> [Referring expression pointing data]
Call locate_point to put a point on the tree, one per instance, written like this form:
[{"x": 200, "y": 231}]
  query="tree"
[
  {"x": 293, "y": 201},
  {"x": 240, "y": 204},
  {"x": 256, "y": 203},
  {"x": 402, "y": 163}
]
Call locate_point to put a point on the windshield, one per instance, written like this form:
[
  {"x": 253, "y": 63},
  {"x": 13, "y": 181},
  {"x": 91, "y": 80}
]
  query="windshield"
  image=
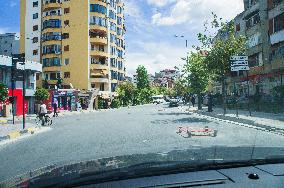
[{"x": 138, "y": 82}]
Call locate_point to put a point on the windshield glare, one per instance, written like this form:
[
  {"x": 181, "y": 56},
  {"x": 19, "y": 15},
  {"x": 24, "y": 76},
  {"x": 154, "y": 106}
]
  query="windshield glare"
[{"x": 94, "y": 86}]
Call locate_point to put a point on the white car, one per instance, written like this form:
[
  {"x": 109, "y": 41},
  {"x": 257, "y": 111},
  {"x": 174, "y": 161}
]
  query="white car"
[{"x": 158, "y": 99}]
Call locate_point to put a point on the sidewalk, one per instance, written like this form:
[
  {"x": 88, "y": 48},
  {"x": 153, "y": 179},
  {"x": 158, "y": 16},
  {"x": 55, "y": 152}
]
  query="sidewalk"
[{"x": 257, "y": 118}]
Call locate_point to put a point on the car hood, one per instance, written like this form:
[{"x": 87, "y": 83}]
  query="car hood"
[{"x": 194, "y": 159}]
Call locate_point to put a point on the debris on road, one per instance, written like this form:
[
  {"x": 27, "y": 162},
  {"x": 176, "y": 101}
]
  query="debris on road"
[{"x": 193, "y": 131}]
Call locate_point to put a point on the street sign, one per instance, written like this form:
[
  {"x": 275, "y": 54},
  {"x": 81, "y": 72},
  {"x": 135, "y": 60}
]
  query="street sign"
[
  {"x": 239, "y": 68},
  {"x": 239, "y": 63}
]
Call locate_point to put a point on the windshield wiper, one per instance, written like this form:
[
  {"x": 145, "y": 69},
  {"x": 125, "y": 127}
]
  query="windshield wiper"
[{"x": 162, "y": 168}]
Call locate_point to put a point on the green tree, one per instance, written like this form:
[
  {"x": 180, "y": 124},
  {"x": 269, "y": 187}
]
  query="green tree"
[
  {"x": 3, "y": 92},
  {"x": 181, "y": 88},
  {"x": 198, "y": 75},
  {"x": 125, "y": 92},
  {"x": 41, "y": 94},
  {"x": 142, "y": 78},
  {"x": 221, "y": 47}
]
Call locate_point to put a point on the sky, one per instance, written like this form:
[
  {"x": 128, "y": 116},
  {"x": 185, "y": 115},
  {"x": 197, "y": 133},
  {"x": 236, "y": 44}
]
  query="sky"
[{"x": 151, "y": 28}]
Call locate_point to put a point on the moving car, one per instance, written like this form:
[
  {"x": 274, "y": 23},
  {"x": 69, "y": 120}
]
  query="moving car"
[
  {"x": 158, "y": 99},
  {"x": 174, "y": 102}
]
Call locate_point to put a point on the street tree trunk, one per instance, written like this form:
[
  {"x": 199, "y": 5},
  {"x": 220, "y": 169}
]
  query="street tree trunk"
[
  {"x": 199, "y": 101},
  {"x": 224, "y": 94}
]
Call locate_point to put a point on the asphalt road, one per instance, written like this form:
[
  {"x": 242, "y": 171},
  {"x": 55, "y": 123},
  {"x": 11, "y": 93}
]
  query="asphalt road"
[{"x": 125, "y": 131}]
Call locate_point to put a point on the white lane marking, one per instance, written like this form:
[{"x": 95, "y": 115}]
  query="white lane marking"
[{"x": 11, "y": 141}]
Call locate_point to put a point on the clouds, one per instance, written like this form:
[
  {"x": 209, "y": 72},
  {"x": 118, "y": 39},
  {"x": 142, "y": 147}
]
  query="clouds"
[
  {"x": 178, "y": 15},
  {"x": 152, "y": 24},
  {"x": 155, "y": 56},
  {"x": 160, "y": 3},
  {"x": 184, "y": 11}
]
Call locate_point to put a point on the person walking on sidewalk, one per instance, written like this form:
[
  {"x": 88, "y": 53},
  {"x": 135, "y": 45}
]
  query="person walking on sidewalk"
[
  {"x": 193, "y": 100},
  {"x": 210, "y": 102},
  {"x": 42, "y": 113},
  {"x": 55, "y": 114}
]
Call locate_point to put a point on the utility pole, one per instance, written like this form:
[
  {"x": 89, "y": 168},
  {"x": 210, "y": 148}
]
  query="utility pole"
[
  {"x": 24, "y": 95},
  {"x": 13, "y": 68},
  {"x": 20, "y": 58}
]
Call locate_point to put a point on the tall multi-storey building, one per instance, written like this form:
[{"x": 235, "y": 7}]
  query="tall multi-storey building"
[
  {"x": 79, "y": 41},
  {"x": 262, "y": 23},
  {"x": 9, "y": 44}
]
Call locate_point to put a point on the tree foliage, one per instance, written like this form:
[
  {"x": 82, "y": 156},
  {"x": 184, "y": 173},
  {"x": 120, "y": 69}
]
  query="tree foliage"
[
  {"x": 198, "y": 74},
  {"x": 142, "y": 78},
  {"x": 126, "y": 93},
  {"x": 41, "y": 94},
  {"x": 3, "y": 92},
  {"x": 220, "y": 46}
]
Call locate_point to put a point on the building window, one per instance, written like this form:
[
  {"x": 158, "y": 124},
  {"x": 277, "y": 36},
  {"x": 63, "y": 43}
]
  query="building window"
[
  {"x": 66, "y": 48},
  {"x": 279, "y": 23},
  {"x": 51, "y": 24},
  {"x": 35, "y": 4},
  {"x": 253, "y": 20},
  {"x": 35, "y": 52},
  {"x": 35, "y": 16},
  {"x": 35, "y": 27},
  {"x": 66, "y": 74},
  {"x": 98, "y": 8},
  {"x": 66, "y": 22},
  {"x": 65, "y": 35},
  {"x": 102, "y": 87},
  {"x": 238, "y": 27},
  {"x": 254, "y": 60},
  {"x": 67, "y": 61},
  {"x": 66, "y": 10},
  {"x": 53, "y": 76},
  {"x": 35, "y": 39}
]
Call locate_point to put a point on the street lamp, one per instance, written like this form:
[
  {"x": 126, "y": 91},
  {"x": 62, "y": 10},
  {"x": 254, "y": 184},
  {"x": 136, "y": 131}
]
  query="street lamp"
[
  {"x": 182, "y": 36},
  {"x": 24, "y": 93}
]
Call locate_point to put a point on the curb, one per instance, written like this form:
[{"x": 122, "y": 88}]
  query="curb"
[
  {"x": 17, "y": 134},
  {"x": 244, "y": 123},
  {"x": 3, "y": 121}
]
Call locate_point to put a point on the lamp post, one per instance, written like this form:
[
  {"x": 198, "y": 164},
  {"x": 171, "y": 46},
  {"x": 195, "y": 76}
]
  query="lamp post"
[
  {"x": 24, "y": 93},
  {"x": 182, "y": 36}
]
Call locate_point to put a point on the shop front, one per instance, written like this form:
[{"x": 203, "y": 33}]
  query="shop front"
[{"x": 64, "y": 98}]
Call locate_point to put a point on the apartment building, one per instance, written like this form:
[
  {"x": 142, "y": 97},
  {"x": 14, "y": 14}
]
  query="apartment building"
[
  {"x": 9, "y": 44},
  {"x": 262, "y": 23},
  {"x": 79, "y": 41}
]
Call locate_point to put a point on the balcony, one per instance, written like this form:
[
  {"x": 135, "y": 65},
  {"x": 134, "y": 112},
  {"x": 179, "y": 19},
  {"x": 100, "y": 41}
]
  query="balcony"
[
  {"x": 99, "y": 66},
  {"x": 52, "y": 5},
  {"x": 98, "y": 28},
  {"x": 277, "y": 37},
  {"x": 49, "y": 17},
  {"x": 99, "y": 40},
  {"x": 277, "y": 64},
  {"x": 97, "y": 53},
  {"x": 99, "y": 80}
]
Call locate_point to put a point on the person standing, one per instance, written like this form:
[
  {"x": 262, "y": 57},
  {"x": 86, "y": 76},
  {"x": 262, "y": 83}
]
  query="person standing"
[
  {"x": 193, "y": 100},
  {"x": 42, "y": 113},
  {"x": 55, "y": 106},
  {"x": 210, "y": 102}
]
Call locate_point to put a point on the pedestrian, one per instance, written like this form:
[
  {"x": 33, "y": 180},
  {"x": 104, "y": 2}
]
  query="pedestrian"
[
  {"x": 42, "y": 113},
  {"x": 193, "y": 100},
  {"x": 210, "y": 102},
  {"x": 55, "y": 106},
  {"x": 109, "y": 104}
]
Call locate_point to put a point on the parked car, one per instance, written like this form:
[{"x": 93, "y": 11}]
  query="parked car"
[
  {"x": 158, "y": 99},
  {"x": 174, "y": 102}
]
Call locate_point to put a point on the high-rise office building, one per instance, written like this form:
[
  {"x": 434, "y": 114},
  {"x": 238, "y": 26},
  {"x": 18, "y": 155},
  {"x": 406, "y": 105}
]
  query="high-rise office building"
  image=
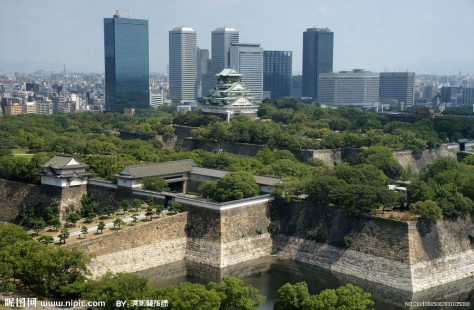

> [Problem to work on] Your answer must be one number: the count of lines in the entries that contain the string "office".

> [Answer to this exercise] 2